▶ **Exercise description**
Reproduce all of the entries below word for word, but leave out the pictures.

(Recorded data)
____________

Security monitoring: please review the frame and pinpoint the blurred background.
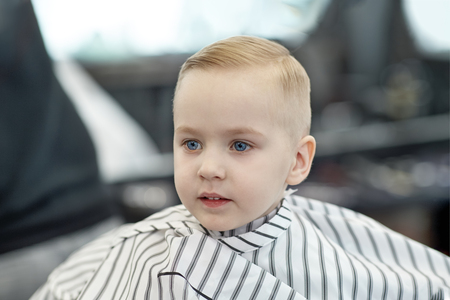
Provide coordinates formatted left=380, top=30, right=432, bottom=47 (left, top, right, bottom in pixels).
left=5, top=0, right=450, bottom=254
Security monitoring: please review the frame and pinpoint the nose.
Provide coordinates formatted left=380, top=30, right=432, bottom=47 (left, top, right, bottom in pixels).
left=197, top=151, right=226, bottom=180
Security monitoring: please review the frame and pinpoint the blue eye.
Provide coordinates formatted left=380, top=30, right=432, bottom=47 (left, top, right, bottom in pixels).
left=233, top=142, right=250, bottom=152
left=186, top=141, right=201, bottom=151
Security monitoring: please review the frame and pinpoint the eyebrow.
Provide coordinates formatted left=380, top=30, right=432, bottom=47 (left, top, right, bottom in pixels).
left=175, top=126, right=264, bottom=136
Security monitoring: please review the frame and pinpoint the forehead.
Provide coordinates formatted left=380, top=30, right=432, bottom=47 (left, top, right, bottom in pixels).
left=174, top=66, right=281, bottom=111
left=174, top=69, right=288, bottom=134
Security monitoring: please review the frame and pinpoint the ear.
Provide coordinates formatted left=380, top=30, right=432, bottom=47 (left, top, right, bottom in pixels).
left=286, top=135, right=316, bottom=185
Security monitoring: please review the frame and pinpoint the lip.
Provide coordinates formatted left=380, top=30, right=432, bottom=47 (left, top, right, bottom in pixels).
left=197, top=193, right=232, bottom=208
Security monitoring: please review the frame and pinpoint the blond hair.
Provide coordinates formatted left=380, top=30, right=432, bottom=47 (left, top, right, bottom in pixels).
left=175, top=36, right=311, bottom=137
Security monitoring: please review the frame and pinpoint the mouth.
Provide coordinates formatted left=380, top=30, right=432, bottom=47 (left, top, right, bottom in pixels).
left=198, top=193, right=232, bottom=208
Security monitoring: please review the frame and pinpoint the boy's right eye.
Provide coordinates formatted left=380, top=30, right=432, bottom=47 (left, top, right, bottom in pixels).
left=184, top=140, right=202, bottom=151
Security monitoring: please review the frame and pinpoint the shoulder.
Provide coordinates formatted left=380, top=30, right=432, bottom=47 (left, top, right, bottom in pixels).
left=287, top=195, right=391, bottom=232
left=31, top=205, right=199, bottom=300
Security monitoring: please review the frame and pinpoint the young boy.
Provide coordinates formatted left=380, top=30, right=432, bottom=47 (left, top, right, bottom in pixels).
left=32, top=37, right=450, bottom=300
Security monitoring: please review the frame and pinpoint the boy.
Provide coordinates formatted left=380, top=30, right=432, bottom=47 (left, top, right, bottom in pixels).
left=29, top=37, right=450, bottom=300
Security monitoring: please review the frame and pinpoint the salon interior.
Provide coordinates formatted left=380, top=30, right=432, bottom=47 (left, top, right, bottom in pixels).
left=3, top=0, right=450, bottom=254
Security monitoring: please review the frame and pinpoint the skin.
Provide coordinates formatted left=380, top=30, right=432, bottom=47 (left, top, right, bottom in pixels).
left=174, top=68, right=315, bottom=231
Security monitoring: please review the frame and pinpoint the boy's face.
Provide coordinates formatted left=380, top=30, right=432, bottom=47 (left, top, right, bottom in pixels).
left=174, top=69, right=296, bottom=231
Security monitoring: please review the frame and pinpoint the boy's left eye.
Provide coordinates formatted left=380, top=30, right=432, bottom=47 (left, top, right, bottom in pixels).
left=233, top=142, right=250, bottom=152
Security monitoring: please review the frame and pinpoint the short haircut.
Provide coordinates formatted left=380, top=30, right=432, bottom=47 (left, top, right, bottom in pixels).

____________

▶ **Output of the exercise**
Security monitoring: please review the frame and pinpoint the blurred background.
Provide coordinates formatted left=380, top=30, right=432, bottom=47 (left, top, right, bottom in pixels).
left=5, top=0, right=450, bottom=254
Security monitoring: please review the frame and pinpoint the nose.
Provide coordinates formatted left=380, top=30, right=432, bottom=47 (left, top, right, bottom in pixels).
left=197, top=151, right=226, bottom=180
Security monitoring: please review the frame and pinpoint the blue eye.
Provide coordinates formatted left=380, top=30, right=432, bottom=47 (left, top, right, bottom in pixels).
left=233, top=142, right=250, bottom=152
left=186, top=141, right=201, bottom=151
Security monitoring: please review the frame and pinpoint the eyebrow.
Provide coordinates formatted left=380, top=30, right=432, bottom=47 (left, top, right, bottom in pixels).
left=175, top=126, right=264, bottom=136
Security monitoring: please review the frame and pinpoint the forehead.
Provide coordinates formatted left=380, top=30, right=432, bottom=47 (left, top, right, bottom in pixels).
left=174, top=66, right=281, bottom=111
left=174, top=69, right=288, bottom=134
Security monitoring: please review the frame and pinpoint the ear.
Provide coordinates formatted left=380, top=30, right=432, bottom=47 (left, top, right, bottom in pixels).
left=286, top=135, right=316, bottom=185
Security monitoring: please review the frame and pinpoint the lip.
Provide coordinates formatted left=380, top=30, right=432, bottom=47 (left, top, right, bottom in pixels).
left=197, top=193, right=232, bottom=208
Security monitoring: please review the frame and pinpoint the blond hair.
Provide coordinates formatted left=380, top=30, right=432, bottom=47 (left, top, right, bottom in pixels).
left=175, top=36, right=311, bottom=137
Security monitoring: please review the frame and pinpoint the mouth.
Provide coordinates formatted left=380, top=30, right=432, bottom=47 (left, top, right, bottom in pixels).
left=198, top=193, right=232, bottom=208
Security monitoring: please review the frame and pinpoint the boy's right eye.
Provide coordinates formatted left=380, top=30, right=432, bottom=47 (left, top, right, bottom in pixels).
left=184, top=140, right=202, bottom=151
Security monitoring: please review the frame and pinpoint the shoulder.
Provide coordinates formatted left=380, top=30, right=432, bottom=47 (left, top, right, bottom in pixels).
left=287, top=195, right=391, bottom=232
left=31, top=205, right=199, bottom=300
Security monitoring: please review the frame and pinpoint the young boy.
Provide coordinates formatted left=380, top=30, right=432, bottom=47 (left, top, right, bottom in pixels).
left=32, top=37, right=450, bottom=300
Security monitoring: please review the frame and pinpoint the boy.
Provide coordinates formatted left=380, top=30, right=432, bottom=47 (left, top, right, bottom in pixels).
left=29, top=37, right=450, bottom=300
Security monitoring: please review the frame and pinpoint the salon interior.
Provide coordinates formatted left=380, top=30, right=432, bottom=47 (left, top, right, bottom in pixels).
left=3, top=0, right=450, bottom=254
Security monitoring: please review the frame and pinpoint the skin.
Provide coordinates formatted left=380, top=30, right=432, bottom=47 (left, top, right, bottom in pixels).
left=174, top=68, right=315, bottom=231
Security monitoring: please review the frame and pinpoint the boy's face.
Provide coordinates formatted left=380, top=30, right=432, bottom=47 (left, top, right, bottom in pixels).
left=174, top=69, right=296, bottom=231
Security monitoring: please review the frame and pinpoint the boy's left eye.
Provide coordinates formatted left=380, top=30, right=432, bottom=47 (left, top, right, bottom in pixels).
left=233, top=142, right=250, bottom=152
Security monitoring: please review the frame and pinpoint the short haircut.
Provide coordinates formatted left=380, top=30, right=432, bottom=47 (left, top, right, bottom in pixels).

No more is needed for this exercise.